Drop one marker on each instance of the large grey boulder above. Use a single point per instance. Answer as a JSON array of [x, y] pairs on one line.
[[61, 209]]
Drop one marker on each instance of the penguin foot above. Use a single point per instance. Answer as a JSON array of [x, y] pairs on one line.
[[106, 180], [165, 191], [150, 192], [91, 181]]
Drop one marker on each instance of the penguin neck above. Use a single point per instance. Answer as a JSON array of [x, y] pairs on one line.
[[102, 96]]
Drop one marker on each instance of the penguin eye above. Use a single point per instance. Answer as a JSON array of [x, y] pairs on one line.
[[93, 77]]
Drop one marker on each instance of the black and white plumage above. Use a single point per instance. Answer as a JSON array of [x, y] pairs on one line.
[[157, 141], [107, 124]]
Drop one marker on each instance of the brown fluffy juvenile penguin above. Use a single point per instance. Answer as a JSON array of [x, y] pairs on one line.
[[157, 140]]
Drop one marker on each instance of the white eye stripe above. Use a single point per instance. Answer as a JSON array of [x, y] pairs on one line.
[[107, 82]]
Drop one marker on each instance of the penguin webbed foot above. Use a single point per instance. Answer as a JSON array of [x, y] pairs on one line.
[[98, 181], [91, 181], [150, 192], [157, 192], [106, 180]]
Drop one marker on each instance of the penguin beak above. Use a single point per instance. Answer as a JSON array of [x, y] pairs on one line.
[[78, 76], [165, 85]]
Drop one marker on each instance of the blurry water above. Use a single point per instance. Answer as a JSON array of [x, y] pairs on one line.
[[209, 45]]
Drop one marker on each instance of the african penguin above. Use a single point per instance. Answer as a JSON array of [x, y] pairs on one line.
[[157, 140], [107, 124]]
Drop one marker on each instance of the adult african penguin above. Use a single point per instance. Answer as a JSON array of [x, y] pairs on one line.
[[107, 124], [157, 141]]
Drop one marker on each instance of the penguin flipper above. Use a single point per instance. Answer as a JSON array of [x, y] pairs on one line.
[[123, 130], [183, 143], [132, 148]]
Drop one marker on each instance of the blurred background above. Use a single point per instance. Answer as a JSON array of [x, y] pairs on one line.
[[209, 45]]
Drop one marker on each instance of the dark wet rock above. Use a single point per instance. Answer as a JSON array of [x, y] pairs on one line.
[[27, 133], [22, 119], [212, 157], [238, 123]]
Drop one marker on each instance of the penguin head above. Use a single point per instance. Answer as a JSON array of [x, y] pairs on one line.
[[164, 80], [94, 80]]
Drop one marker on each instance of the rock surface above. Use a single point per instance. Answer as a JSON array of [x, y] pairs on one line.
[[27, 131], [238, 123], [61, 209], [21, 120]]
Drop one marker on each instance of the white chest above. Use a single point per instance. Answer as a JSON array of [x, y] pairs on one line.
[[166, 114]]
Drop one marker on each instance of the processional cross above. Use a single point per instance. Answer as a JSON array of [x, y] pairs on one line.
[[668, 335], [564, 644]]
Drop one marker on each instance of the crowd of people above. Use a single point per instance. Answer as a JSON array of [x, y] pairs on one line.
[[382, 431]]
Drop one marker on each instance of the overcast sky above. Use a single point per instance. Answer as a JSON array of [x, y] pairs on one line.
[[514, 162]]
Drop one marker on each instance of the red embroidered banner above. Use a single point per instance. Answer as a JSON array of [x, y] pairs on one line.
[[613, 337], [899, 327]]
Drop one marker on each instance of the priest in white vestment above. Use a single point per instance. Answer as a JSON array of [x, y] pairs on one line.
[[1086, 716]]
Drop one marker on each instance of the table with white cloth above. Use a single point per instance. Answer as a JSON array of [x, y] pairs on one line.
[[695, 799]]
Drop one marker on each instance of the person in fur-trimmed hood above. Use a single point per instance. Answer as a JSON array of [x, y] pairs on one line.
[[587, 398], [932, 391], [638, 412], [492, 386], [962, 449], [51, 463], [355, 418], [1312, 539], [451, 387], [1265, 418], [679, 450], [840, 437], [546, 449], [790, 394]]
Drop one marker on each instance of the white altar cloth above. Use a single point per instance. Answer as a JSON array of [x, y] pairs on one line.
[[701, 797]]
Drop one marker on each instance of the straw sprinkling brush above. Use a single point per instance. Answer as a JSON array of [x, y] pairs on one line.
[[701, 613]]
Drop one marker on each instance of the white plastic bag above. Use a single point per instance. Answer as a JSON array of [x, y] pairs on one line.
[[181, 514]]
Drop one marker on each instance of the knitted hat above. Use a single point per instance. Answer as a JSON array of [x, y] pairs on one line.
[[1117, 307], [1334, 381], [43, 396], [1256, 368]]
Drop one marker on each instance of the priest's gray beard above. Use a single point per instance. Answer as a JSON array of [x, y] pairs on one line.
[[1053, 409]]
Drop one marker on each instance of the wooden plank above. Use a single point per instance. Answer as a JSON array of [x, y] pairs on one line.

▶ _What is required_:
Copy the records above exactly as written.

▶ _Task answer_:
Drop one marker on each instance of the large grey boulder above. Use a single point per instance. Answer as a JSON array of [x, y] pairs on one line.
[[61, 209]]
Drop one marker on each instance of the penguin foot above. Use a single point per instance. Answer as a JSON array of [x, y] pairs on one line.
[[106, 180], [165, 191], [150, 192], [91, 181]]
Drop one marker on each instance of the penguin neck above. Use a single point per instance. Answer as a JSON array of [x, y] pairs on one line.
[[102, 96]]
Drop one marker on each instance of the penguin eye above. Use a single point per instance. Answer as a JSON array of [x, y] pairs on one line.
[[93, 77]]
Drop one marker on each instance of the black and white plumage above. Use a single point per instance. Answer as a JSON array of [x, y] pairs on one line.
[[157, 141], [107, 124]]
Drop one marker on each instance of the brown fluffy juvenile penguin above. Use a single point per instance. Answer as a JSON array of [x, y] pairs on one line.
[[157, 140]]
Drop one marker on each instance of the white eye stripe above. Use a single point per instance. Answer as a JSON array of [x, y] pairs on one line.
[[107, 82]]
Drop one marker on each instance of the penguin webbed foot above. Use a single point per instance. Answer as a JSON array of [x, y] pairs on one line.
[[98, 181], [91, 181], [150, 192], [157, 192], [106, 180]]
Drop one marker on each instance of the penguin beak above. Use a single point per instance. Answer as a JSON array of [x, y] pairs on one line.
[[78, 76], [165, 85]]
Drop one marker on each instance of the blurry water above. Use a single point per instance. Answer as a JSON array of [x, y] pairs on one line.
[[209, 45]]
Drop one marker on each instance of the african penguin above. Use a single point per instance. Answer as a JSON array of [x, y] pairs on one line.
[[157, 140], [107, 124]]
Drop one marker on each instance of the adult african penguin above. Use a single point per instance. Answer as a JSON array of [x, y] pairs on one line.
[[107, 124], [157, 141]]
Drop one marker on each instance of the penguin flipper above. Use a single point per instance. Answer as a JSON array of [x, y] pairs on one line.
[[123, 130], [183, 143], [132, 148]]
Drop one marker on each instance of the blurred background above. Use a single point per instance. Answer as a JSON array of [x, y] pairs on one line.
[[209, 45]]
Drop one marker on each instance of the dark wet rock above. Use a single point per instance. Answer as a JSON array of [x, y] pairs on one line.
[[27, 133], [22, 119], [212, 157], [238, 123]]
Drop one marker on each instance of the penguin head above. Use a single point per instance. Answer as a JSON array of [x, y] pairs on one line.
[[164, 80], [94, 80]]
Drop one marker on each instance of the rock surface above. Use a single point per instance. Answer as a JSON array of [x, y] pairs on one line.
[[27, 131], [238, 123], [61, 209], [21, 120]]
Drop one marker on each instance of the white chest above. Use a single point per instance. Answer as a JSON array of [x, y] pairs on one line.
[[166, 114]]
Drop one marker on each instance of the processional cross above. Use a single point per instance. Answer as a JSON array of [x, y] pairs on one line.
[[668, 335], [564, 644]]
Drop one marker on each instance of the crowd of people above. Use a single point per instance. Answer as a JSON array of [x, y] pairs on one line.
[[382, 431]]
Drop one marker on each instance of the overcast sky above. Use a single point per instance. Answer as a JSON array of [x, y] pairs on one line.
[[514, 162]]
Drop one marker on each instance of the red embroidered banner above. Use a single point per instance. Answer as a JSON array of [x, y] pairs on one line.
[[613, 337], [899, 327]]
Drop one marker on each instance of the priest in white vestment above. Use a single point per instance. Answer as a JSON array of [x, y] pairs on one line.
[[1086, 716]]
Drop one marker on each instance of the table with white cloth above. Use a single point per instance. Answer as a JSON array of [x, y] pairs on one line.
[[695, 799]]
Drop one marker on each instance of the person in fur-trimmed hood above. Use a single point per instance. Answer as a JSON array of [x, y] pairs on one line.
[[587, 398], [932, 391], [638, 412], [492, 386], [962, 449], [51, 463], [355, 418], [1312, 539], [451, 387], [1265, 418], [679, 450], [840, 437], [546, 449], [790, 394]]
Drop one marker on each instance of the white altar cloth above. Use a single point per instance. Answer as a JSON array of [x, y] pairs on one line.
[[701, 797]]
Drop one marker on each instance of the straw sprinkling brush above. Use a single point per instance. Answer as a JSON array of [x, y] pairs on one line.
[[701, 613]]
Drop one marker on each instance of the white plastic bag above. Use a single point per instance. Answer as a JSON array of [x, y] pairs on one line.
[[181, 514]]
Drop one marker on each instance of the knitted hat above. Use a single point per instance. Answer as a JSON array of [x, y] pairs on one line.
[[1117, 307], [1334, 381], [43, 396], [1256, 368]]
Drop one marker on each instance of the priest's gray beard above. Use a single point per instance. Answer as a JSON array of [x, y] pairs on one line.
[[1053, 409]]
Drop one marker on each instance of the wooden plank above. Use a single point per instance. Answer as a JSON array of [x, y] pairs on one line.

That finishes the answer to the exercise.